Aim:
Could you reproduce everything from the line containing "cabinet door handle?" down to the line containing "237], [90, 237]]", both included, requests and all? Multiply only the coordinates in the answers by 1.15, rounding each to a whole number with halves going up, and leave the requests and their format samples unchanged.

Segmentation dataset items:
□ □ □ □ □ □ □

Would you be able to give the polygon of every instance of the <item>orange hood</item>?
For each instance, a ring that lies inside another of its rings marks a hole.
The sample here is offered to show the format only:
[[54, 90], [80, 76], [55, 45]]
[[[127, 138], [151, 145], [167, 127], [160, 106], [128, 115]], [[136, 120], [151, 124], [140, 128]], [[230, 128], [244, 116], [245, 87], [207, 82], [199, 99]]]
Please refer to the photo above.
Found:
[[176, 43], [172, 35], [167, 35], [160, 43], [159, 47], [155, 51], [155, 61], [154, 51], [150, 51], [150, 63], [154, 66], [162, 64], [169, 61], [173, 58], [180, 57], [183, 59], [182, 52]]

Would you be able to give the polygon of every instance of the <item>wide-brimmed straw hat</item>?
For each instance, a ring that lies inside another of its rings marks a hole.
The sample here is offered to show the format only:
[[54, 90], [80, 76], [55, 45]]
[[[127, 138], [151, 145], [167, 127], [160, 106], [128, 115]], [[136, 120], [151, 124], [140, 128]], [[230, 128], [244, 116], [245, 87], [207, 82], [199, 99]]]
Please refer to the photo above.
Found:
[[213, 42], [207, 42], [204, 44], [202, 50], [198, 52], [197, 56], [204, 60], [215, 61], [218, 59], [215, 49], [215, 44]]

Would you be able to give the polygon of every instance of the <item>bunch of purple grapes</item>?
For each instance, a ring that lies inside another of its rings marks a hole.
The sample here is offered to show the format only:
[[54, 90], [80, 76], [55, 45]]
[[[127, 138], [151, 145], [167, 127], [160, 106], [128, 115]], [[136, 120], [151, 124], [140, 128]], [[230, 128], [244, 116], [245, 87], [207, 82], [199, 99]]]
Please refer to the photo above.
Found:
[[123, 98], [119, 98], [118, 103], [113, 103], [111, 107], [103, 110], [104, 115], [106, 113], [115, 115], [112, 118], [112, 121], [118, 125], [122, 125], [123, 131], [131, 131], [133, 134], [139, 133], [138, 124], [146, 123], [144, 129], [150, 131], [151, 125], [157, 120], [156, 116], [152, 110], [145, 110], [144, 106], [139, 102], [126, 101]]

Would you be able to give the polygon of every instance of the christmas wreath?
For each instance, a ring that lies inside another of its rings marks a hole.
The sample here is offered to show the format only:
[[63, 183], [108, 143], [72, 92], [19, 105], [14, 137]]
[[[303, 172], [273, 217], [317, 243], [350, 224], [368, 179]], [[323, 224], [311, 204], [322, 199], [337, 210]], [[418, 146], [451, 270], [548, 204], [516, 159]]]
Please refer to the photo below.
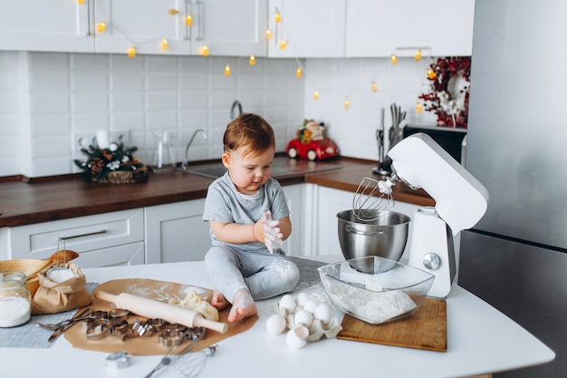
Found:
[[437, 125], [466, 129], [471, 60], [467, 56], [438, 58], [429, 65], [430, 91], [419, 95], [424, 109], [437, 116]]
[[[93, 181], [108, 181], [113, 172], [135, 173], [140, 171], [147, 180], [145, 166], [139, 160], [134, 159], [133, 153], [137, 147], [125, 148], [123, 143], [111, 142], [108, 149], [99, 149], [91, 145], [89, 149], [81, 149], [86, 156], [85, 160], [75, 160], [74, 163], [82, 170], [82, 176]], [[138, 181], [141, 178], [138, 178]]]

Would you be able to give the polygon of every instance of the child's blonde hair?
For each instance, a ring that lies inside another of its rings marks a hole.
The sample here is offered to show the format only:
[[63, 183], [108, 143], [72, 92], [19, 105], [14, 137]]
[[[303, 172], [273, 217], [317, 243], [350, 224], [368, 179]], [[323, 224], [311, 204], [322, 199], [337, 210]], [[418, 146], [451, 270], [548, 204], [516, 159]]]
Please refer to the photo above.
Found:
[[242, 113], [228, 123], [223, 137], [225, 152], [244, 147], [243, 156], [256, 156], [275, 147], [274, 129], [262, 117]]

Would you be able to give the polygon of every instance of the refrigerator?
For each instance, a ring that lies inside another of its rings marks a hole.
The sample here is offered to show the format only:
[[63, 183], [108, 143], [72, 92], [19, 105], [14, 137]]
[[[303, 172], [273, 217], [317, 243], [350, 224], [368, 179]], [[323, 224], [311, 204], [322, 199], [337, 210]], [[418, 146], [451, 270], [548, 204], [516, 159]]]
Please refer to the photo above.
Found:
[[567, 1], [476, 0], [466, 168], [490, 194], [458, 284], [553, 349], [500, 377], [567, 376]]

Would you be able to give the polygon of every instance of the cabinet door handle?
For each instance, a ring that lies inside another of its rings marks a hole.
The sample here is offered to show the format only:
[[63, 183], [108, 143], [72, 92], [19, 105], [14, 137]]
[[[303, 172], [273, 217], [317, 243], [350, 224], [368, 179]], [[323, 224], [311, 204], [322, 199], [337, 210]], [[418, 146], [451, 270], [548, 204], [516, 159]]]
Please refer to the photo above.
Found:
[[91, 235], [104, 234], [105, 232], [106, 232], [106, 229], [101, 229], [100, 231], [87, 232], [86, 234], [70, 235], [68, 237], [59, 237], [59, 240], [65, 241], [69, 239], [74, 239], [76, 237], [90, 237]]

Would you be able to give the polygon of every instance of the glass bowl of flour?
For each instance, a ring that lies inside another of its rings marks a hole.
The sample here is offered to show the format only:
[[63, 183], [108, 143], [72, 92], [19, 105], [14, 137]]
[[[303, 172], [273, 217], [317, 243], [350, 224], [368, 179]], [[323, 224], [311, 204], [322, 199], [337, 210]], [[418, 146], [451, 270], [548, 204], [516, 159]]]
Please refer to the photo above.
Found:
[[[364, 272], [352, 267], [366, 267]], [[353, 258], [318, 268], [332, 304], [370, 325], [382, 325], [416, 313], [435, 276], [376, 256]]]

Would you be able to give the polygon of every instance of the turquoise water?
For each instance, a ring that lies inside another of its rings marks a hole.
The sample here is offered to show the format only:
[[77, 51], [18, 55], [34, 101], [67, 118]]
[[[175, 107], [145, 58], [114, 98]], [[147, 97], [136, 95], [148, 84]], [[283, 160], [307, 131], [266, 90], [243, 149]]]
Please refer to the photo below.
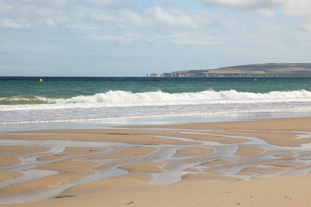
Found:
[[256, 79], [2, 77], [0, 124], [311, 111], [311, 79]]

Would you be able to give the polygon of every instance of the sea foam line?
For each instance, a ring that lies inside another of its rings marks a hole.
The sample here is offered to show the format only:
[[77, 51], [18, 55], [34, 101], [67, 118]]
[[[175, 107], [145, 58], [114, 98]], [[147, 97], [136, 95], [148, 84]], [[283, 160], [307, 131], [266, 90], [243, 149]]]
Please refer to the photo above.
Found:
[[[103, 107], [127, 107], [198, 104], [227, 104], [254, 103], [311, 102], [311, 92], [304, 90], [267, 93], [238, 92], [235, 90], [169, 94], [161, 91], [132, 93], [115, 91], [94, 96], [69, 98], [39, 97], [49, 99], [40, 104], [0, 105], [0, 111], [42, 110]], [[37, 98], [36, 97], [35, 98]], [[23, 101], [24, 101], [23, 100]]]

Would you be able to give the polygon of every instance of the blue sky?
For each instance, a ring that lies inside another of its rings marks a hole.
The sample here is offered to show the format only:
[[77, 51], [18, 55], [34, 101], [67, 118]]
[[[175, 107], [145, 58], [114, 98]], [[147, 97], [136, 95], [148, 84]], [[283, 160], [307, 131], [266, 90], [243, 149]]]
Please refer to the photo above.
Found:
[[311, 63], [310, 0], [0, 0], [0, 76]]

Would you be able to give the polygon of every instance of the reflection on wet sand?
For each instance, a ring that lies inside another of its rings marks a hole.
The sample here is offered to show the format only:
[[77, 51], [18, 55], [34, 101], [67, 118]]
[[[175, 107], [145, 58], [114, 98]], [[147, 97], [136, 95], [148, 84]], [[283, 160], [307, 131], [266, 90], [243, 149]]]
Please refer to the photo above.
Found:
[[311, 170], [309, 126], [262, 131], [205, 124], [0, 135], [1, 203], [87, 194], [82, 186], [112, 177], [157, 185]]

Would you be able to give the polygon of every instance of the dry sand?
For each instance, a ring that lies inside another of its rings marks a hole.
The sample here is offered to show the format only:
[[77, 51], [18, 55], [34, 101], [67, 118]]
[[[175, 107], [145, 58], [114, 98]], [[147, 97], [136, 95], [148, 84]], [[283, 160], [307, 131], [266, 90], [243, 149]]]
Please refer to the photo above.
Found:
[[0, 207], [311, 206], [309, 120], [0, 135]]

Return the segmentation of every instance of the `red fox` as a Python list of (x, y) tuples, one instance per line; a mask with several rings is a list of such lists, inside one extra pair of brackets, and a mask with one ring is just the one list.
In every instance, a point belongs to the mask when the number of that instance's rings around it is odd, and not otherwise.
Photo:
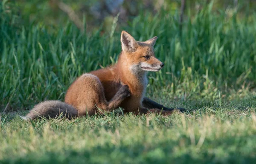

□ □ □ □ □ □ □

Result for this exercise:
Would you be able to give the polygon of every instance of the cabinet door handle?
For each instance, a ring that lies inside another of its rings marks a hole.
The sample here is offered to show the format only:
[[63, 183], [108, 143], [72, 92], [19, 105], [14, 137]]
[[[303, 172], [273, 217], [317, 243], [350, 224], [368, 179]], [[323, 224], [311, 204], [322, 199], [337, 210]], [[418, 146], [451, 270], [548, 204], [516, 159]]]
Please refer to the photo above.
Found:
[[105, 270], [120, 269], [121, 267], [122, 267], [122, 263], [116, 263], [115, 266], [100, 267], [99, 269], [81, 270], [78, 273], [68, 273], [68, 276], [75, 277], [79, 275], [85, 275], [87, 273], [104, 273]]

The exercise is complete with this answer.